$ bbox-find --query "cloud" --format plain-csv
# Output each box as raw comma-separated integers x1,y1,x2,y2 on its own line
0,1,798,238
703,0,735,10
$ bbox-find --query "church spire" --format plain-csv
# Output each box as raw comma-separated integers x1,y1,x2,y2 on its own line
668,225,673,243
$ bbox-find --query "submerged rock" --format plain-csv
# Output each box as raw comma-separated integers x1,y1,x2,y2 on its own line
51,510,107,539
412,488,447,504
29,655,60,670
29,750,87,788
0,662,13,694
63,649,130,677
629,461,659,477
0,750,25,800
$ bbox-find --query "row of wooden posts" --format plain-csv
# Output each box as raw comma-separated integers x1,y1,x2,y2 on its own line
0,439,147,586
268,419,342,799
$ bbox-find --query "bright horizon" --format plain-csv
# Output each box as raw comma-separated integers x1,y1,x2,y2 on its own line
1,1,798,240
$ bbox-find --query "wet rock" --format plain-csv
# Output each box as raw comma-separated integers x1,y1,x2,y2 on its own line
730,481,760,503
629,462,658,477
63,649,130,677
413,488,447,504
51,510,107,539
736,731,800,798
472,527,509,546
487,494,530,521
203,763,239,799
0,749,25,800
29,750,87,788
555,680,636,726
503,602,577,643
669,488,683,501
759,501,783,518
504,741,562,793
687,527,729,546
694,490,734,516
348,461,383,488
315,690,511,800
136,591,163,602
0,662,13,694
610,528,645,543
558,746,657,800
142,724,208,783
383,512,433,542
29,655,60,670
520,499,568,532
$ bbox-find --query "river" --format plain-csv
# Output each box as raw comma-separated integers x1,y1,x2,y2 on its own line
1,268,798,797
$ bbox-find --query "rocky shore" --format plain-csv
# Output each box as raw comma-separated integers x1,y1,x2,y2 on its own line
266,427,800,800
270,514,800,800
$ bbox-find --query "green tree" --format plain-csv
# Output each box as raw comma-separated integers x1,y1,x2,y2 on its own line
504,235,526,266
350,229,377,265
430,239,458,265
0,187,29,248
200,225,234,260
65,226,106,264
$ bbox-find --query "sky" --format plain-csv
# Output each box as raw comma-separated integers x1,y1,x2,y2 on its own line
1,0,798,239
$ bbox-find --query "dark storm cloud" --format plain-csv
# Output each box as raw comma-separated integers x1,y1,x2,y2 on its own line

= = =

=== Your goal ===
Restate the whole listing exactly.

=== Exercise output ===
$ bbox-find --query "cloud" --format plain-csv
# Output each box as raw comma-separated integers x1,y1,x2,y2 on its own line
0,1,798,238
703,0,735,10
$ bbox-find --query "church spire" --format plain-csv
# Output each box as raw comma-separated integers x1,y1,x2,y2 on its own line
668,225,673,243
$ bbox-find --query "submerged rock" --format plain-csv
# Output each box as raw comma-separated integers x1,y1,x2,y2 on its own line
51,510,107,539
412,488,447,504
29,655,60,670
29,750,87,788
0,662,13,694
63,649,130,677
629,461,659,477
0,750,25,800
$ bbox-find --query "row of wooden posts" --format plain-csv
# Output each box as raw comma-separated integers x1,y1,x2,y2 on its own line
0,439,147,586
268,419,342,799
$ bbox-find --query "bright horizon" --format plain-csv
# Output each box as raw comma-separated integers x1,y1,x2,y2 on its own line
1,1,798,240
$ bbox-find --query "wet rock" --format plain-csv
# Output each box as raw comma-separated integers x1,y1,x2,y2 on its own line
730,481,760,503
629,462,658,477
63,649,130,677
413,488,447,504
51,510,107,539
736,731,800,798
472,527,509,546
487,494,530,521
203,763,239,799
0,749,25,800
29,750,87,788
555,680,636,726
503,602,577,643
669,488,683,501
759,501,783,518
504,741,562,793
687,527,729,546
694,490,734,516
348,461,383,488
315,690,511,800
136,591,163,602
0,662,13,694
610,528,645,543
558,746,657,800
142,724,208,783
383,512,433,542
29,655,60,670
520,499,568,532
$ bbox-find --query "river" --format plain-csv
# Output each box as raw comma-separated integers x1,y1,x2,y2 on its own line
1,268,798,797
$ bbox-find --query "rocky shore" --format plain-csv
# Output each box as raw comma-separated integers x1,y1,x2,y2 on its own line
266,427,800,800
270,514,800,800
$ bbox-find --query "green tree" --format plain-csv
# Output each box as raw comma-separated integers x1,y1,x2,y2 on its own line
504,235,526,266
350,229,377,265
430,239,458,265
0,187,29,248
200,225,234,260
65,226,106,264
$ bbox-find --query "sky" --format plain-csv
# Output each box as raw comma-separated integers x1,y1,x2,y2 on its own line
1,0,798,239
$ bbox-find --query "dark storm cloud" --format plain-csv
# Output each box as raw comma-separated integers x1,y1,x2,y2 on its own line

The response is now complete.